## START TEXT

Re: Handling large values

Posted by Lukasz Cwik <lc...@google.com>.

On Thu, Nov 29, 2018 at 7:13 AM Robert Bradshaw <ro...@google.com> wrote:

> On Thu, Nov 29, 2018 at 2:18 AM Lukasz Cwik <lc...@google.com> wrote:
> >
> > I don't believe we would need to change any other coders since
> SeekableInputStream wouldn't change how a regular InputStream would work so
> coders that don't care about the implementation would still use it as a
> forward only input stream. Coders that care about seeking would use the new
> functionality.
>
> An API could be developed that makes this work, but the proposal of
>
> class SmartCoder<T> {
>   public T decode(InputStream is) {
>     if (is instanceof SeekableInputStream) {
>       return view((SeekableInputStream) is);
>     }
>     return decodeInternal(is);
>   }
> }
>
> would break it passed to (just as an example) the unmodified KV coder
>
> class KvCoder<K, V> {
>   public Kv<K, V> decode(InputStream is) {
>     return Kv.of(keyCoder.decode(is), valueCoder.decode(is));
>   }
> }
>
> when invoked with an InputStream that happens to be a
> SeekableInputStream if either keyCoder or valueCoder were instances of
> SmartCoder unless SmartCoder.view() did something really clever about
> advancing the provided stream the right amount without actually
> consuming it. This is particularly expensive/tricky for iterables
> where it's most useful.

## END TEXT
## START ROWS

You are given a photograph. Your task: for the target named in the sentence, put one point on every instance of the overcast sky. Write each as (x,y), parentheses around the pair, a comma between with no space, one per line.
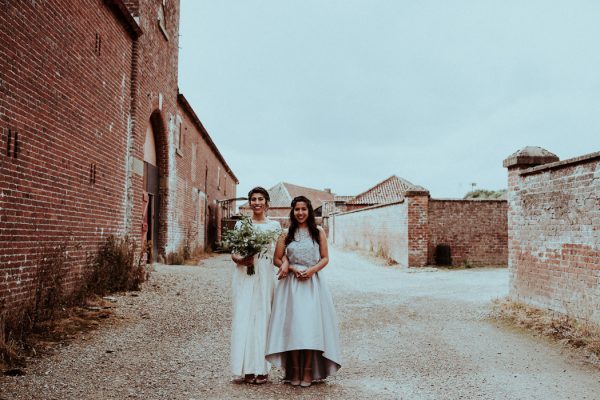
(344,93)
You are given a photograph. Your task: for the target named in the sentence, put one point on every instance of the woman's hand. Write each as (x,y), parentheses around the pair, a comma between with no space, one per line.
(306,274)
(239,260)
(283,270)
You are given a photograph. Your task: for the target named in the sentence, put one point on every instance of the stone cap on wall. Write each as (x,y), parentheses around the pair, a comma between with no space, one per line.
(530,156)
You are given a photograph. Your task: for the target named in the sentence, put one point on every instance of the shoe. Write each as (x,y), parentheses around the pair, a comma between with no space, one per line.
(295,372)
(260,379)
(305,383)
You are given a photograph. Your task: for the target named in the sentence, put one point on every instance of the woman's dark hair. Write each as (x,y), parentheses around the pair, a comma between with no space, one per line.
(310,222)
(261,190)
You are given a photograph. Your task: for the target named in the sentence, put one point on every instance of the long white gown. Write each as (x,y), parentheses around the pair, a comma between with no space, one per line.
(252,297)
(303,315)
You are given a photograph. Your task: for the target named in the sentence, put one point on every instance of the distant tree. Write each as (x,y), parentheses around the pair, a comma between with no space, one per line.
(485,194)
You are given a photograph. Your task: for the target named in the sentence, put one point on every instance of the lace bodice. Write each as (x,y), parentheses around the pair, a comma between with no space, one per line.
(303,251)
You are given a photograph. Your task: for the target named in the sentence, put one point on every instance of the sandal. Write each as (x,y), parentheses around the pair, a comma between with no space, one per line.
(305,383)
(260,379)
(295,373)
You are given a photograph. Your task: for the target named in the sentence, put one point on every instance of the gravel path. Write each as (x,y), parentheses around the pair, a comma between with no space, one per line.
(406,334)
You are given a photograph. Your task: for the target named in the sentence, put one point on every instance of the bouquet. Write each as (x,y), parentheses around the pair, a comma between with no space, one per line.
(247,241)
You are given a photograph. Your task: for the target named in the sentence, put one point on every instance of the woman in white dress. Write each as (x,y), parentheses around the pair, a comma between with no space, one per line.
(303,337)
(252,296)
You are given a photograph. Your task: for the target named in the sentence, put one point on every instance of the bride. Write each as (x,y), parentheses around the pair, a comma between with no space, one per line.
(252,296)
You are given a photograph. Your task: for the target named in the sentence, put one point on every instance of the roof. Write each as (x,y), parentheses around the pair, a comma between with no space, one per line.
(388,191)
(283,193)
(343,198)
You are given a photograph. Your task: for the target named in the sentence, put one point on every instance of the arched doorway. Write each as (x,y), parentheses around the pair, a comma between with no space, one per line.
(151,194)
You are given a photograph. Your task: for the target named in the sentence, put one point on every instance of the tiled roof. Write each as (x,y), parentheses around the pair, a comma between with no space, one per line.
(390,190)
(283,193)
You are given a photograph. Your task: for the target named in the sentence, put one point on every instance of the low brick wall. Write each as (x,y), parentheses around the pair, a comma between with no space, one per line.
(475,230)
(554,232)
(382,230)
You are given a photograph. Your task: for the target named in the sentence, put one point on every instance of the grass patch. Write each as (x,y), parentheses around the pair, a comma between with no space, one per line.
(55,312)
(567,330)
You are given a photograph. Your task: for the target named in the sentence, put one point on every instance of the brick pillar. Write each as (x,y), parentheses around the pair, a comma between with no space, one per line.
(418,229)
(523,159)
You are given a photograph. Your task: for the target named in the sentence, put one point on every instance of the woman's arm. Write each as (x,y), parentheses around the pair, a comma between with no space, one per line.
(239,260)
(323,261)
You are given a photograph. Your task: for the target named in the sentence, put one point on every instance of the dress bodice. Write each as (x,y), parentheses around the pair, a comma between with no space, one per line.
(303,250)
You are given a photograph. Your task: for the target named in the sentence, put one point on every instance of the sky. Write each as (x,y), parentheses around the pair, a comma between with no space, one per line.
(342,94)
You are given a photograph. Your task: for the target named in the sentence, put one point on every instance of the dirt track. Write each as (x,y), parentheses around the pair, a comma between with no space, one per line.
(405,334)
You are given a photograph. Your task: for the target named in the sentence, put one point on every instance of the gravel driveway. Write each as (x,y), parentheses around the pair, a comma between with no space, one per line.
(406,334)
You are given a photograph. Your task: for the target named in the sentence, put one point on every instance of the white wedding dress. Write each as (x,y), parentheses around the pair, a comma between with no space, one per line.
(303,315)
(252,297)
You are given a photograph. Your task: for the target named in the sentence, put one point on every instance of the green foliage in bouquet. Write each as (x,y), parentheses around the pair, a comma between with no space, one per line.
(247,241)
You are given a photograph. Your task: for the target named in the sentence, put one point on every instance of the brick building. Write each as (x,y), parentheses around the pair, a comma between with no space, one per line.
(554,231)
(400,221)
(95,138)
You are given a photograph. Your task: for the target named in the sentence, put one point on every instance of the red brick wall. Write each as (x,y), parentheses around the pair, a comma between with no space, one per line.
(475,230)
(554,235)
(418,231)
(202,180)
(65,91)
(381,230)
(155,103)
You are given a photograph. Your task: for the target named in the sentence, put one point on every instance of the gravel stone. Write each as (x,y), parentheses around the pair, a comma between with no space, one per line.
(404,335)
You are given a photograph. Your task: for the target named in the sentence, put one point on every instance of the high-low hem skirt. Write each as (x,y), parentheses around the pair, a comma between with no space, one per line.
(303,318)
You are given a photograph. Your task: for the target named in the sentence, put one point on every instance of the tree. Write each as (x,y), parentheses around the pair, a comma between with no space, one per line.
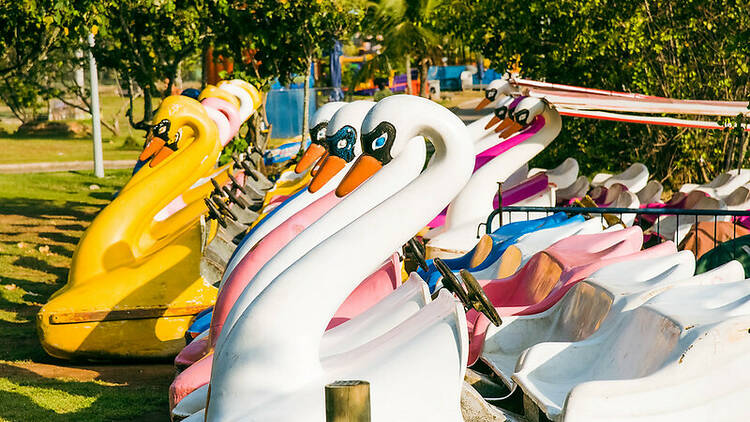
(687,49)
(410,29)
(283,35)
(145,41)
(36,34)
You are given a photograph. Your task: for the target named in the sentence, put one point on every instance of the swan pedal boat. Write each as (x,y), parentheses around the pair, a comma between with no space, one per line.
(634,178)
(438,327)
(133,286)
(616,288)
(682,355)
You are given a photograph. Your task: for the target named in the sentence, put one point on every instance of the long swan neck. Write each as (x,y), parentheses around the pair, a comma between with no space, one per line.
(307,294)
(475,200)
(122,232)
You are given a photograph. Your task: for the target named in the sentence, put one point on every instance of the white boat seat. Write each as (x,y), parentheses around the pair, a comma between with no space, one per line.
(739,199)
(581,311)
(675,357)
(575,190)
(634,177)
(651,193)
(673,228)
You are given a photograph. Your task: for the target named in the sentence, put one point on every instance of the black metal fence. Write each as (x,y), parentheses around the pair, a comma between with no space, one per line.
(686,216)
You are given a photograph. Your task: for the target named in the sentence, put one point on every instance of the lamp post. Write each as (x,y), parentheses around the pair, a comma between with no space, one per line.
(96,127)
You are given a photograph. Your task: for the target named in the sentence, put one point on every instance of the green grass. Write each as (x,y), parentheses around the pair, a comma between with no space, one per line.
(42,216)
(17,150)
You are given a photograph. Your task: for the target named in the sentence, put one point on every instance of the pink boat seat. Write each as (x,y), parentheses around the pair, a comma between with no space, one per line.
(372,289)
(490,153)
(549,274)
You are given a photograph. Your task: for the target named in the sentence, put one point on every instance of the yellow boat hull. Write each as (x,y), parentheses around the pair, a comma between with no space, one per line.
(138,311)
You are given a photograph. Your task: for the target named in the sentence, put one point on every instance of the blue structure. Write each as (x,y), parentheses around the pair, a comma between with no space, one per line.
(450,76)
(284,108)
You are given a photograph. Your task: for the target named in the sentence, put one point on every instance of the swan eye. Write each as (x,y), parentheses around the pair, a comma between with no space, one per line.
(379,142)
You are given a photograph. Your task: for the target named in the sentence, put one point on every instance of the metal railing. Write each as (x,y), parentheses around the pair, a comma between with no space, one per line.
(688,215)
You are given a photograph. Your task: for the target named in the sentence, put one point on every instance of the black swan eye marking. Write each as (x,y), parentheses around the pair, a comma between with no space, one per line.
(318,133)
(341,144)
(378,142)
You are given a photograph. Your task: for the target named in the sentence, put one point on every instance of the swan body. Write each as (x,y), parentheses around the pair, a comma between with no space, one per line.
(295,203)
(561,176)
(438,327)
(466,213)
(127,265)
(681,355)
(634,178)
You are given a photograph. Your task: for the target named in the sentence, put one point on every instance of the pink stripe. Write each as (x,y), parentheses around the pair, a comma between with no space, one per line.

## END ROWS

- **WORK TO COMPLETE**
• A. Answer these about the post on handling large values:
(i) According to the message quoted from Lukasz Cwik, how would coders that don't care about the implementation use a SeekableInputStream?
(ii) What expression does the decode method of the unmodified KvCoder return?
(iii) For what kind of data does Robert Bradshaw call this "particularly expensive/tricky"?
• B. Continue the post on handling large values from its last line.

- **RESULTS FOR THE EXERCISE**
• A.
(i) They would still use it as a forward only input stream.
(ii) Kv.of(keyCoder.decode(is), valueCoder.decode(is))
(iii) Iterables, where it's most useful.

• B.
>

Thanks for walking through this with me Robert.

The issue is that the view needs to advance the stream if it wants to
decode the components separately, this works naturally for the iterable
coder since all decoding is done in order so that advances the stream
automatically and for any component coder where it also supports being a
view. For any coder that isn't advancing the stream in order has to have an
index as part of its encoding. Using the KV coder as the example, the two
strategies would be as follows:

decode method is the same for both strategies
public KV<K, V> decode(InputStream is) {
  if (is instanceof SeekableInputStream) {
    return KVView((SeekableInputStream) is, keyCoder, valueCoder);
  }
  return Kv.of(keyCoder.decode(is), valueCoder.decode(is));
}

forward only view decoding:
class KVView<K, V> extends KV<K, V> {
  K getKey() {
    if (!keyDecoded) {
      key = keyCoder.decode(is);
    }
    return key;
  }

  V getValue() {
    // ensures the input stream has advanced to the value position
    getKey();

    if (!valueDecoded) {
     value = valueCoder.decode(is);
    }
    return value;
}

index based decoding:
class KVView<K, V> extends KV<K, V> {
  KVView(SeekableInputStream is, Coder<K> keyCoder, Coder<V> valueCoder) {
    valueOffset = readBigEndianInt(is);
    // ...
  }
  K getKey() {
    if (!keyDecoded) {
      is.seek(4);  // 4 bytes for big int index
      key = keyCoder.decode(is);
    }
    return key;
  }

  V getValue() {
    if (!valueDecoded) {
     is.seek(valueOffset);
     value = valueCoder.decode(is);
    }
    return value;
}

I believe for the KV case and the iterable case we will find that our
coders are typically KV<LengthPrefix<Key>, LengthPrefix<Value>> and
Iterable<LengthPrefix<Value>> which would mean that a smart coder could
inspect the component coder and if its a length prefix coder, ask it to
seek to the end of its value within the input stream which mean that a
smart coder could understand the length of its components.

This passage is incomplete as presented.